[Exercise aim]: Render the stretch of the items below that opens with the line containing "In the photo above, where can the white sheet" and closes with the line containing "column 330, row 317" as a Markdown table with the columns No. and Text. Give each line its own numbered row and leave out any blank lines.

[Location identification entries]
::::

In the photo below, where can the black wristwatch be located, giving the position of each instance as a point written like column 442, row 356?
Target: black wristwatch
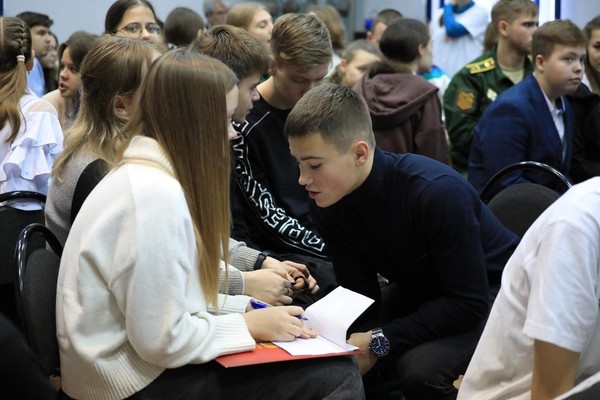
column 380, row 345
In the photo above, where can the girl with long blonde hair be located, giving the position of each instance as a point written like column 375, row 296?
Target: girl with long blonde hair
column 30, row 134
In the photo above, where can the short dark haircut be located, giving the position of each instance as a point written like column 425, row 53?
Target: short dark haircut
column 337, row 113
column 401, row 39
column 386, row 16
column 236, row 48
column 115, row 13
column 79, row 43
column 35, row 19
column 182, row 25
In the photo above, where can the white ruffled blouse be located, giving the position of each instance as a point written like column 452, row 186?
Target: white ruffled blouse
column 26, row 162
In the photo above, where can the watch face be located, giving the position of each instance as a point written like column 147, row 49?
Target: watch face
column 380, row 346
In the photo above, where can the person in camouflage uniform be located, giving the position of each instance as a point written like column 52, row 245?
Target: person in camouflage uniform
column 478, row 84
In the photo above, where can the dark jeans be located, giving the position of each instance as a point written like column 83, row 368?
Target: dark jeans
column 330, row 378
column 426, row 371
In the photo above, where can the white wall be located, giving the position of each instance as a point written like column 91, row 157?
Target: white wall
column 73, row 15
column 579, row 11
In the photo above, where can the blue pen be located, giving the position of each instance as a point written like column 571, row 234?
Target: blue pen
column 259, row 304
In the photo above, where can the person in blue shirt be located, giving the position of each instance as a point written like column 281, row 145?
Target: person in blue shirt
column 39, row 26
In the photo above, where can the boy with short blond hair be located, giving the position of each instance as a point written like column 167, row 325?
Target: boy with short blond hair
column 247, row 57
column 474, row 87
column 533, row 121
column 411, row 219
column 542, row 335
column 270, row 211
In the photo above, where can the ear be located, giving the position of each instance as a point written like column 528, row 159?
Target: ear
column 421, row 50
column 539, row 63
column 272, row 65
column 343, row 65
column 361, row 153
column 503, row 28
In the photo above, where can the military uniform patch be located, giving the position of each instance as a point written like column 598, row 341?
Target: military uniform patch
column 465, row 101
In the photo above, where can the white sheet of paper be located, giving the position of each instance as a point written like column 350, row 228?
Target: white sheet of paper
column 330, row 317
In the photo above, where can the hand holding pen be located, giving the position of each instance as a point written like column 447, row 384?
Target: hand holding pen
column 284, row 323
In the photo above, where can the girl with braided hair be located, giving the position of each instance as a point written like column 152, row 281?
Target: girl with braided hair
column 30, row 134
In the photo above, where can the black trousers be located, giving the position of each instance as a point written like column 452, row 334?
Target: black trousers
column 331, row 378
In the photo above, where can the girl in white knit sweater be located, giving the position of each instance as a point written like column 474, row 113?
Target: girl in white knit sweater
column 138, row 309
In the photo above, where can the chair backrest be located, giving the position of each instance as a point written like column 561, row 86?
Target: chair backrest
column 491, row 187
column 518, row 206
column 12, row 222
column 36, row 277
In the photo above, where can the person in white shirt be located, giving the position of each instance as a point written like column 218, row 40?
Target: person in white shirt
column 139, row 313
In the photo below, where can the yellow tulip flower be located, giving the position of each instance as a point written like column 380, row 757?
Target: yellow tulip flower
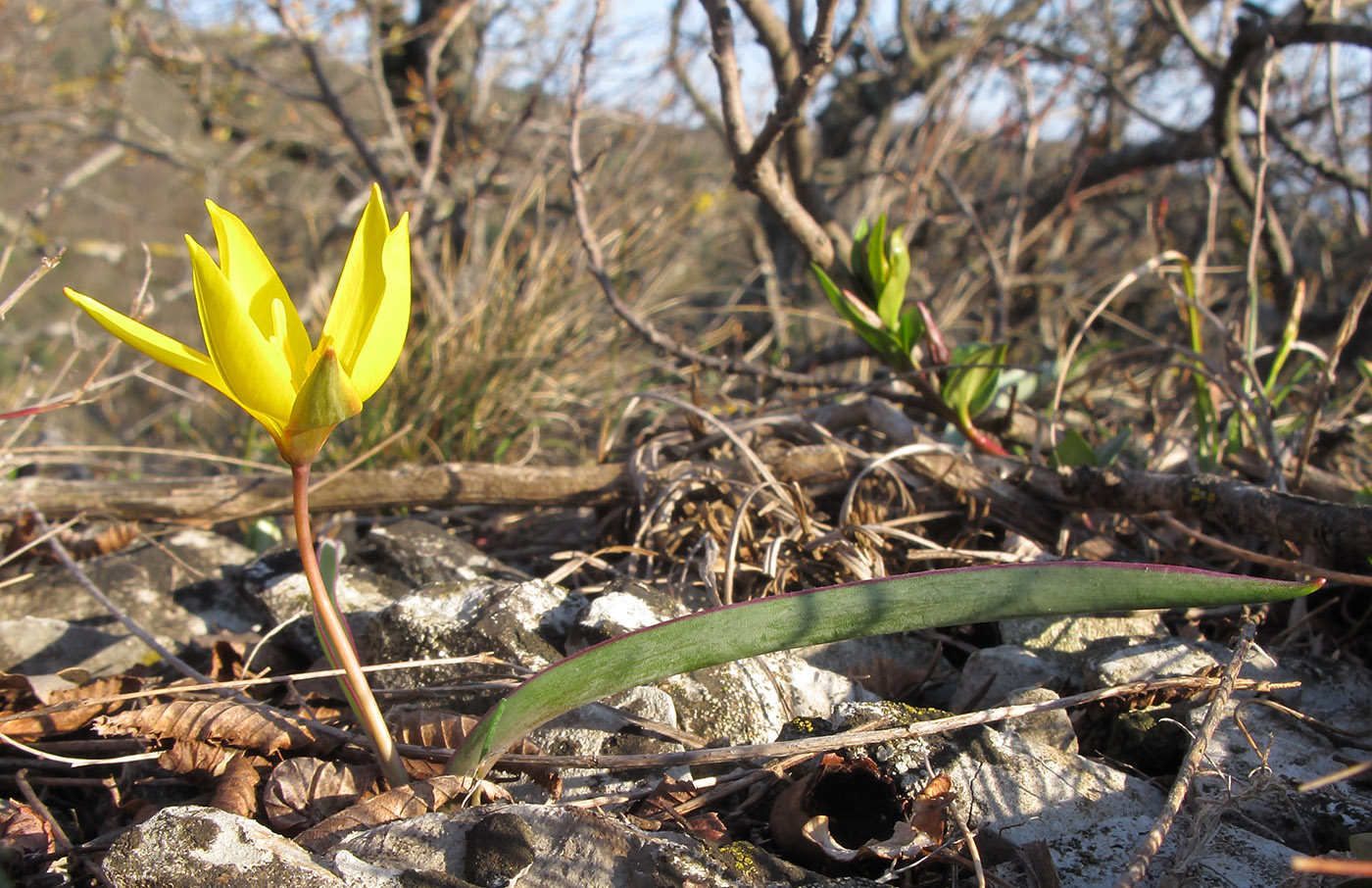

::::

[Full solution]:
| No. | Text |
|---|---|
| 1 | In the photo above, where can the white sheet of paper be located, giving the position of each instance as a point written like column 350, row 228? |
| 2 | Target: white sheet of paper |
| 3 | column 330, row 317 |